- TASK
Give the records again word for word. Leave every picture out.

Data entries
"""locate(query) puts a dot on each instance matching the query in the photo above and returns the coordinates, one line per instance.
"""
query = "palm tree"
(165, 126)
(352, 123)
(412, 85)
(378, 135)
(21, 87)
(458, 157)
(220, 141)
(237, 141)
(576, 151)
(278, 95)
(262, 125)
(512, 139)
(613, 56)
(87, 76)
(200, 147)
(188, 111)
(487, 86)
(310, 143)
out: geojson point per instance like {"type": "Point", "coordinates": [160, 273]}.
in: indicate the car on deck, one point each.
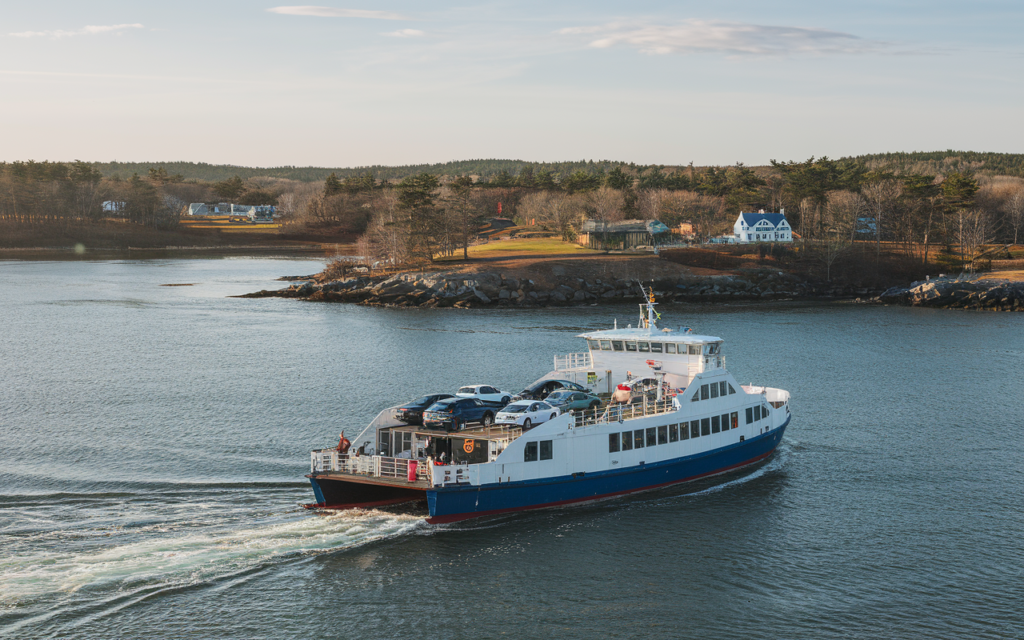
{"type": "Point", "coordinates": [454, 414]}
{"type": "Point", "coordinates": [412, 412]}
{"type": "Point", "coordinates": [484, 392]}
{"type": "Point", "coordinates": [565, 399]}
{"type": "Point", "coordinates": [542, 388]}
{"type": "Point", "coordinates": [526, 414]}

- RESPONSE TO THE EXERCISE
"""locate(query) puts a dot on each instance matching the query in the photo above and returns the coordinates, one line per instance.
"""
query = "palm tree"
(165, 126)
(352, 123)
(412, 85)
(378, 135)
(21, 87)
(458, 157)
(220, 141)
(237, 141)
(576, 151)
(278, 95)
(262, 125)
(512, 139)
(613, 56)
(87, 76)
(200, 147)
(188, 111)
(487, 86)
(310, 143)
out: geojson point per instance like {"type": "Point", "coordinates": [160, 273]}.
in: indicate the car on deck, one point each.
{"type": "Point", "coordinates": [454, 414]}
{"type": "Point", "coordinates": [412, 412]}
{"type": "Point", "coordinates": [484, 392]}
{"type": "Point", "coordinates": [565, 399]}
{"type": "Point", "coordinates": [542, 388]}
{"type": "Point", "coordinates": [526, 414]}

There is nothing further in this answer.